Directions for this task: Copy every line from the data below in which the string "rear" can be found.
····················
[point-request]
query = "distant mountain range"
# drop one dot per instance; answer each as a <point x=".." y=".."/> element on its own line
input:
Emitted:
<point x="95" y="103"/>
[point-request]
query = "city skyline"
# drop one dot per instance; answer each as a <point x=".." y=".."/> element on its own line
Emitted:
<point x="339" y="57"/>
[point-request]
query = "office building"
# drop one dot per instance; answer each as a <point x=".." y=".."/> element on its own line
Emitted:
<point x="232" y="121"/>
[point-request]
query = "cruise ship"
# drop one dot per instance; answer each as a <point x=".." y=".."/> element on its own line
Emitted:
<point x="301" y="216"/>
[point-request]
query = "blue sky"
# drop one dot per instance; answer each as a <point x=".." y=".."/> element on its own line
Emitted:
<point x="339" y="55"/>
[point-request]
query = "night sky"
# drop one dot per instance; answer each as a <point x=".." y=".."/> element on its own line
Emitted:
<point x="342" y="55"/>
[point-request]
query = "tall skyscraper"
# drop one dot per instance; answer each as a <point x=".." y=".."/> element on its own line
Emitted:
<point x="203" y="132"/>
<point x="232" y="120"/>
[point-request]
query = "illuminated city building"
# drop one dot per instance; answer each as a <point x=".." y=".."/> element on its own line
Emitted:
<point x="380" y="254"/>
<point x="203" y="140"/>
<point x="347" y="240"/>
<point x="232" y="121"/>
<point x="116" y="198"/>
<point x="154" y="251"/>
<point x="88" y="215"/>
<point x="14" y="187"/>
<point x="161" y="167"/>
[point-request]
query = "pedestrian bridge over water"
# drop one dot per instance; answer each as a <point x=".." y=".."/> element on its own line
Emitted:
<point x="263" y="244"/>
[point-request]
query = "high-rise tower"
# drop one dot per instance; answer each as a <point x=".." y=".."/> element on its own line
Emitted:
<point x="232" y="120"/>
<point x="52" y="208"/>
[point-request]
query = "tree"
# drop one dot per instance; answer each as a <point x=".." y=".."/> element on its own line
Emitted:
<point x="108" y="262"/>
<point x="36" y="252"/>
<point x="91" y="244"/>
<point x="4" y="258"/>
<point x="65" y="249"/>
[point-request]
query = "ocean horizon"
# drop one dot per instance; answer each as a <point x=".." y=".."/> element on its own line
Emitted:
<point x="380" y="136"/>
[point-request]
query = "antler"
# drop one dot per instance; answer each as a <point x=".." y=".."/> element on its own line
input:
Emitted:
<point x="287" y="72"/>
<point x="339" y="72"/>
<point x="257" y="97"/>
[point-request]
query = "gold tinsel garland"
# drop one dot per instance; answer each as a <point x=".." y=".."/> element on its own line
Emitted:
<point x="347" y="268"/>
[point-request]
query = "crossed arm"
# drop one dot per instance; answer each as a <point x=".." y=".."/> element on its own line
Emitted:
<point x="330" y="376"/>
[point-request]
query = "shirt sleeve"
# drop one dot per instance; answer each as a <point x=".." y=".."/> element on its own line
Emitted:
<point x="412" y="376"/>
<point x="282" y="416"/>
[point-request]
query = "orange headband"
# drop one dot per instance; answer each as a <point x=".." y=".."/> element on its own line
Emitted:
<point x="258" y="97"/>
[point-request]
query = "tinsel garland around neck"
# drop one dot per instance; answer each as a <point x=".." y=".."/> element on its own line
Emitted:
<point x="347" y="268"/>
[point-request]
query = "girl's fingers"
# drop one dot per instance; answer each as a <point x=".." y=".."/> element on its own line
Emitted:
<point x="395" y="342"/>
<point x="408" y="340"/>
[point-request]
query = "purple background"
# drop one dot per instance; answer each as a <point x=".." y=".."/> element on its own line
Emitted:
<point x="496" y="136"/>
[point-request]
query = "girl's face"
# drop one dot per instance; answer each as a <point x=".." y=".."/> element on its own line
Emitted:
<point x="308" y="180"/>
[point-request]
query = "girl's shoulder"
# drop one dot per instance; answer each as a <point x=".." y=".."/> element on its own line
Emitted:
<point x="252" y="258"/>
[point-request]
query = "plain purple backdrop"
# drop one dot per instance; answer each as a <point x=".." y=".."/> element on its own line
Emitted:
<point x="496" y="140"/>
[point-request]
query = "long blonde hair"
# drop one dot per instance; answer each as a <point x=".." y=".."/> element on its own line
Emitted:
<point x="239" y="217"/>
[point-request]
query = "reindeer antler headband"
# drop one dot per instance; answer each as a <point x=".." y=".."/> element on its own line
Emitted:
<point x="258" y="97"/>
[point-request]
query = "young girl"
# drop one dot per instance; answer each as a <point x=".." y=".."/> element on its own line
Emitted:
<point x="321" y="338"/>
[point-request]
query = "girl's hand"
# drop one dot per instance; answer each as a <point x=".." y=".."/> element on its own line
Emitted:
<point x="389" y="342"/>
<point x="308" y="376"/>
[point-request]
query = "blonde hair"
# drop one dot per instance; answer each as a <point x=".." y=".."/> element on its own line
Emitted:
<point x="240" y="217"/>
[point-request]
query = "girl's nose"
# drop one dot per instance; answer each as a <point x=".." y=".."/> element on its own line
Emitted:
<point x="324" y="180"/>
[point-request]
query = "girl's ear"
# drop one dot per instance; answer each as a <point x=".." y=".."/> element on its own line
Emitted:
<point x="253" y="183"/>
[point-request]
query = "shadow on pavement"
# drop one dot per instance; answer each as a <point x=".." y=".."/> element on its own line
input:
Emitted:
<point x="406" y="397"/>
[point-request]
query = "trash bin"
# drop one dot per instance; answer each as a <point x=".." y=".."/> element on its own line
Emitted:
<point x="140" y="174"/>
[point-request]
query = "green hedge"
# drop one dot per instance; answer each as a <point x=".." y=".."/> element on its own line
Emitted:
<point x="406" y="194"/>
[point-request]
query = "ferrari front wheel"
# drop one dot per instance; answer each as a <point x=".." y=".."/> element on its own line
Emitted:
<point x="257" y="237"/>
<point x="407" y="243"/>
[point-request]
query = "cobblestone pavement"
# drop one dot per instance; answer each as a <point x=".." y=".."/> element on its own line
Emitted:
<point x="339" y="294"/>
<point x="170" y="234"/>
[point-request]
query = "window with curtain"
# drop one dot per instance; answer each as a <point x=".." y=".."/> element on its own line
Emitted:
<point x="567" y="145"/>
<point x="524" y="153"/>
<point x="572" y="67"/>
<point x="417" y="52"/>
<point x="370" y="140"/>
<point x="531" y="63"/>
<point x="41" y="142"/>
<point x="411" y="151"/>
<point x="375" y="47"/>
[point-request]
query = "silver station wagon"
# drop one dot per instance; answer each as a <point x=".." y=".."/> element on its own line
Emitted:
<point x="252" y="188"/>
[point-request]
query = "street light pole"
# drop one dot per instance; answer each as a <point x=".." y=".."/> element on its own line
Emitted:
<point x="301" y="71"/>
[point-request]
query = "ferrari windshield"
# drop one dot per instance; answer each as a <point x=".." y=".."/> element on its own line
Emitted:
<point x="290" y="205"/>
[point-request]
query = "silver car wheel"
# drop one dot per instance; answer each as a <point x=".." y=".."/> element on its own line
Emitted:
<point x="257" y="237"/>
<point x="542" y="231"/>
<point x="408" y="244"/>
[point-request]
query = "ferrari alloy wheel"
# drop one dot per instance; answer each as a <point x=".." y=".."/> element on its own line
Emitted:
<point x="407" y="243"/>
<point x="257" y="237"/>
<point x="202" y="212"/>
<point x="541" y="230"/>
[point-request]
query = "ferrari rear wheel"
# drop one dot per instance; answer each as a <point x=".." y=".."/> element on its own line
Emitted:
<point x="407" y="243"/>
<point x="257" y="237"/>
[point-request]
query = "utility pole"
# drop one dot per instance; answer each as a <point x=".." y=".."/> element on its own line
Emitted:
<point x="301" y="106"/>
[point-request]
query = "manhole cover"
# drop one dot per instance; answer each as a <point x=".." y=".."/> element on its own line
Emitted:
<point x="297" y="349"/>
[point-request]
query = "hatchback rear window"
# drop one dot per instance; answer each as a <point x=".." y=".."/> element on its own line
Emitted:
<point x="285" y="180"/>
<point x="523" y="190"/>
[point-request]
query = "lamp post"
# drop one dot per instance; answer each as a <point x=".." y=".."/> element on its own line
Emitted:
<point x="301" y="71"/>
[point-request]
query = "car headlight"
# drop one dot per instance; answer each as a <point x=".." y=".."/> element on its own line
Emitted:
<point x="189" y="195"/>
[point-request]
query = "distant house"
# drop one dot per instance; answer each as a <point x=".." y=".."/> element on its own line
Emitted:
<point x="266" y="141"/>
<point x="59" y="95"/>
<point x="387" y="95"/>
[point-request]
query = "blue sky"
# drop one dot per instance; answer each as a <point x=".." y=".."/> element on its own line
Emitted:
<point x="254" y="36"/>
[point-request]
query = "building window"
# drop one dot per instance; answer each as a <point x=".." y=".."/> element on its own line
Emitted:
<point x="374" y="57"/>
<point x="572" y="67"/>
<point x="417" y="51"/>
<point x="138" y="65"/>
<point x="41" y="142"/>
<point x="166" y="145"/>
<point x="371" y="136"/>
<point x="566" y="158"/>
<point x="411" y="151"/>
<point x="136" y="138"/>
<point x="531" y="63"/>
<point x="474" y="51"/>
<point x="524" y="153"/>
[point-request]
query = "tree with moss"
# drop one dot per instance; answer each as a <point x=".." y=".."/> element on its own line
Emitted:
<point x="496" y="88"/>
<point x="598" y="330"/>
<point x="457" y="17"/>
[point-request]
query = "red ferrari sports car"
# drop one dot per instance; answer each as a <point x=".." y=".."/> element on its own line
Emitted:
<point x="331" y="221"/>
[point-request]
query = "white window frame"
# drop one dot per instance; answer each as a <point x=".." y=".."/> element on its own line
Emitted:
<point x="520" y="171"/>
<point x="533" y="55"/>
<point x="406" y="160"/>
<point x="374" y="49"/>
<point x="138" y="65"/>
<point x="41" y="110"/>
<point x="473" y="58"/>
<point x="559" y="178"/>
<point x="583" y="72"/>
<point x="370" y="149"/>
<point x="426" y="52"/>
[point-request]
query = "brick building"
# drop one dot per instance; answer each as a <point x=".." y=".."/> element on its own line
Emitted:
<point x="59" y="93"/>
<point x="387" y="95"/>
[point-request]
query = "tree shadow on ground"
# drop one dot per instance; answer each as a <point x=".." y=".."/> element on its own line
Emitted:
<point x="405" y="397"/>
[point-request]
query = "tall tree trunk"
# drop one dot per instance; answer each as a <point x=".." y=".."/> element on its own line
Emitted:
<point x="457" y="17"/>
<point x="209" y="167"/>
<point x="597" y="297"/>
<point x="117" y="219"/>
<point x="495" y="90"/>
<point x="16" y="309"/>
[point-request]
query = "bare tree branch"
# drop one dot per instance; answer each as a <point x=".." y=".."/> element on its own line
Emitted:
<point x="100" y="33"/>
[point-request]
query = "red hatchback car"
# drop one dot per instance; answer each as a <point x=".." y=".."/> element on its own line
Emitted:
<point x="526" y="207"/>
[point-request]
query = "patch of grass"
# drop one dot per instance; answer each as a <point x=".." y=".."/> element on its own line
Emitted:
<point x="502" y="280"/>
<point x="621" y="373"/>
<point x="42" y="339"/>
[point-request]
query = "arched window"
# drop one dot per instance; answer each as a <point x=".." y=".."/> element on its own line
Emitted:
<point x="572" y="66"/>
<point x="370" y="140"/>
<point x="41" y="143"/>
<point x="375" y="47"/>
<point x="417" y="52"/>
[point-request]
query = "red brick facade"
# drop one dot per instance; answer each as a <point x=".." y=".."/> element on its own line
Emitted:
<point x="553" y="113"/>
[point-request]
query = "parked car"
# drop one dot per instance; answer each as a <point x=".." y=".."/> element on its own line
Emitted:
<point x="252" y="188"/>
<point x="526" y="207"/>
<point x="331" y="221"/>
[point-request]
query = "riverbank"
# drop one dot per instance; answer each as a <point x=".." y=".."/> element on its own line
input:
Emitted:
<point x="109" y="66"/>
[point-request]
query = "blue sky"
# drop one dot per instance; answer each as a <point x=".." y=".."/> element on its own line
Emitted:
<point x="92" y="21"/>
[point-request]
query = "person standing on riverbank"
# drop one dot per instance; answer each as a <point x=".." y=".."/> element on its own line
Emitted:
····················
Written solution:
query = "ferrari rear wheel"
query = "hatchback rear window"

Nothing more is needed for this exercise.